## Auszuführende Aufgabe
Entnimm dem Auszug aus der Verfassung Lettlands wortgetreu die Passage von „III. Abschnitt: Der“ bis einschließlich „Jahre Staatspräsident sein.“.

33. Die Saeimamitglieder empfangen ihr Gehalt aus Staatsmitteln.
34. Wegen Veröffentlichung von Saeima- und Kommissionssitzungsberichten, sofern diese mit der Wahrheit übereinstimmen, kann niemand zur Verantwortung gezogen werden. Über geschlossene Sitzungen der Saeima und ihrer Kommissionen können Berichte nur mit Zustimmung des Präsidiums der Saeima oder des Kommissionspräsidiums der Kommission veröffentlicht werden.
III. Abschnitt: Der Staatspräsident
35. Den Staatspräsidenten wählt die Saeima auf drei vier Jahre.
36. Der Staatspräsident wird in geheimer Abstimmung mit einer Stimmenmehrheit von nicht weniger als 51 Saeimamitgliedern gewählt.
37. Zum Staatspräsidenten kann keine Person gewählt werden, welche nicht das 40. Lebensjahr erreicht hat. Als Staatspräsident kann keine Person mit doppelter Staatsbürgerschaft gewählt werden.
38. Das Amt des Staatspräsidenten ist nicht vereinbar mit einem anderen Amte. Falls die zum Staatspräsidenten gewählte Person Saeimamitglied ist, muss sie die Vollmachten als Saeimamitglied niederlegen.
39. Ein und dieselbe Person kann nicht länger als sechs acht aufeinanderfolgende Jahre Staatspräsident sein.
40. In der nächsten Saeimasitzung nach seiner Wahl gibt der Staatspräsident bei der Übernahme seiner Amtsobliegenheiten folgendes feierliche Versprechen ab:

"Ich schwöre, dass meine ganze Tätigkeit dem Wohle des lettländischen Volkes gewidmet sein wird. Ich werde alles tun, was in meinen Kräften steht, die Wohlfahrt des lettländischen Staates und seiner Bevölkerung zu fördern. Ich werde die Verfassung Lettlands und die Staatsgesetze achten und befolgen. Gegen alle werde ich gerecht sein und meine Pflichten nach bestem Gewissen erfüllen."

41. Der Staatspräsident repräsentiert den Staat nach außen hin, ernennt die lettländischen und empfängt die auswärtigen diplomatischen Vertreter. Er vollzieht die Saeimabeschlüsse über die Ratifizierung internationaler Verträge.
42. Der Staatspräsident ist der oberste Führer der bewaffneten Streitkräfte des Staates. Im Kriegsfalle ernennt er den Oberbefehlshaber.

## Inhalt des Datensatzes
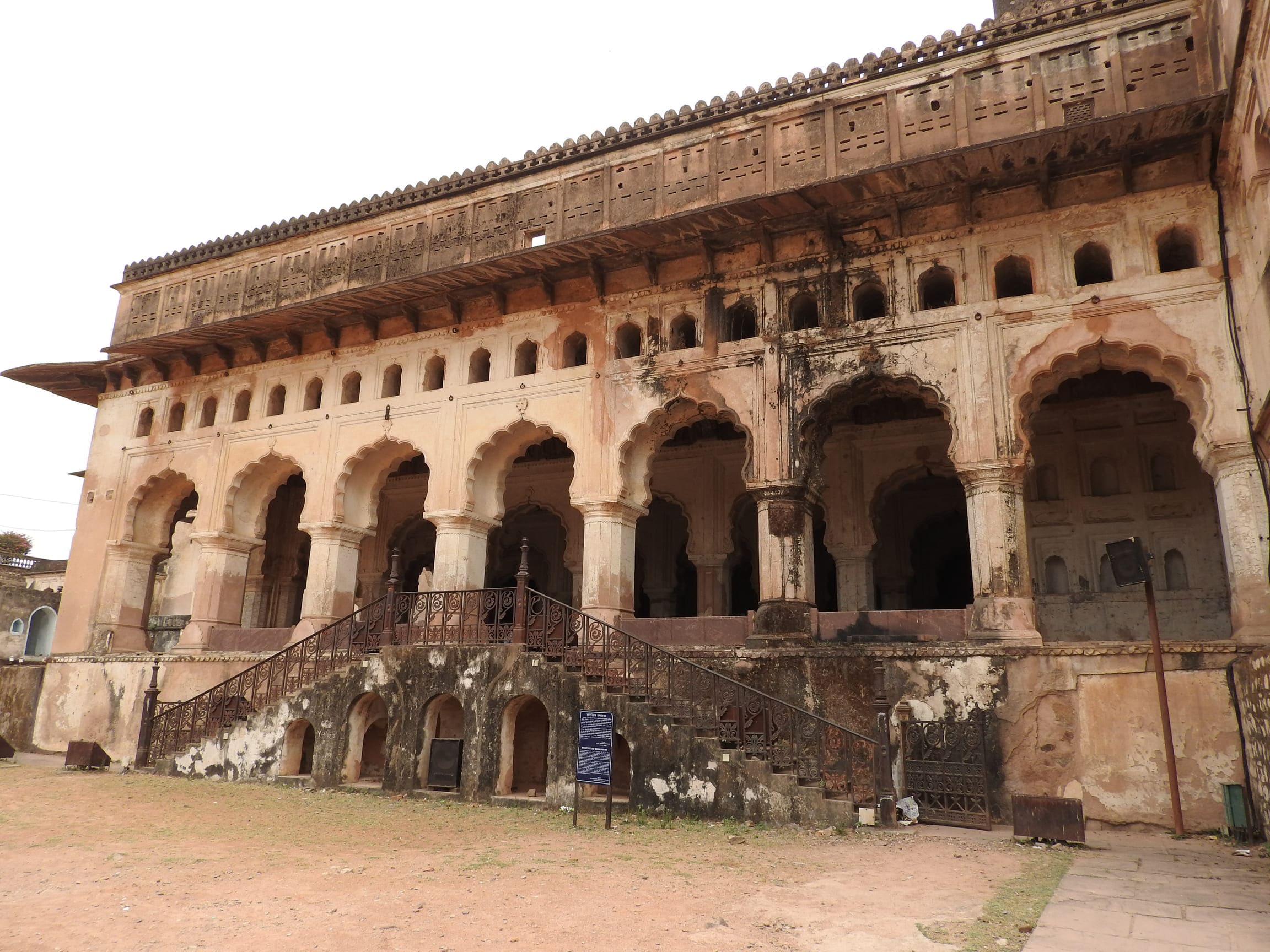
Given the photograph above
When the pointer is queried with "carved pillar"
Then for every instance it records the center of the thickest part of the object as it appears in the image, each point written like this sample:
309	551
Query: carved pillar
1004	606
711	583
609	558
335	554
462	540
854	565
123	610
1241	508
787	582
220	583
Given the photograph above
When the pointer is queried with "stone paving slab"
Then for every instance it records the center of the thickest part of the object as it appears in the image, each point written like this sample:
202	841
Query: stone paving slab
1150	892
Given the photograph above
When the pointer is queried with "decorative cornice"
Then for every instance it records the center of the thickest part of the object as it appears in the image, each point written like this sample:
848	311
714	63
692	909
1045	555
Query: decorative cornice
1051	14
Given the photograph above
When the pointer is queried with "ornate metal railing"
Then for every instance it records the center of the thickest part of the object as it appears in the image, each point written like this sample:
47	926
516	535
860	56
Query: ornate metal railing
790	738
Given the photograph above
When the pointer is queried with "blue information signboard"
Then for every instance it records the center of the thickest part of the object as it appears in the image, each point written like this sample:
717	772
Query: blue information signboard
595	748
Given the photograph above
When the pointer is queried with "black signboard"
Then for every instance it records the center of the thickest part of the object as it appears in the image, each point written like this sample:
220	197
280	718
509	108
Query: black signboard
595	748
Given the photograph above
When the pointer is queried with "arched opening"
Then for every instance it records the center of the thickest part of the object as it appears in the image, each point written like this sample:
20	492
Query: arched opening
351	390
313	394
525	744
277	402
574	351
278	570
666	581
1175	251
684	333
241	405
390	385
526	358
298	749
628	342
1091	264
1131	440
441	754
869	301
478	366
435	374
804	312
209	413
40	632
1013	277
937	287
368	740
741	322
1057	582
922	558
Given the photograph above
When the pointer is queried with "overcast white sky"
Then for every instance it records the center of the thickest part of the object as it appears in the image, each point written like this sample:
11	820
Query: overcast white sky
131	130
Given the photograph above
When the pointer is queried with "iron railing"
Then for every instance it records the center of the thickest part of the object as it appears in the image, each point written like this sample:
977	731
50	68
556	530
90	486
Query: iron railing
790	738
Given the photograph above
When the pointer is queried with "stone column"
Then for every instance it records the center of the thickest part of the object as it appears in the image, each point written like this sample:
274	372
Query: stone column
609	558
220	582
335	553
461	544
123	611
787	583
1241	508
854	566
711	583
1004	606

## Schriftliche Lösung
III. Abschnitt: Der Staatspräsident
35. Den Staatspräsidenten wählt die Saeima auf drei vier Jahre.
36. Der Staatspräsident wird in geheimer Abstimmung mit einer Stimmenmehrheit von nicht weniger als 51 Saeimamitgliedern gewählt.
37. Zum Staatspräsidenten kann keine Person gewählt werden, welche nicht das 40. Lebensjahr erreicht hat. Als Staatspräsident kann keine Person mit doppelter Staatsbürgerschaft gewählt werden.
38. Das Amt des Staatspräsidenten ist nicht vereinbar mit einem anderen Amte. Falls die zum Staatspräsidenten gewählte Person Saeimamitglied ist, muss sie die Vollmachten als Saeimamitglied niederlegen.
39. Ein und dieselbe Person kann nicht länger als sechs acht aufeinanderfolgende Jahre Staatspräsident sein.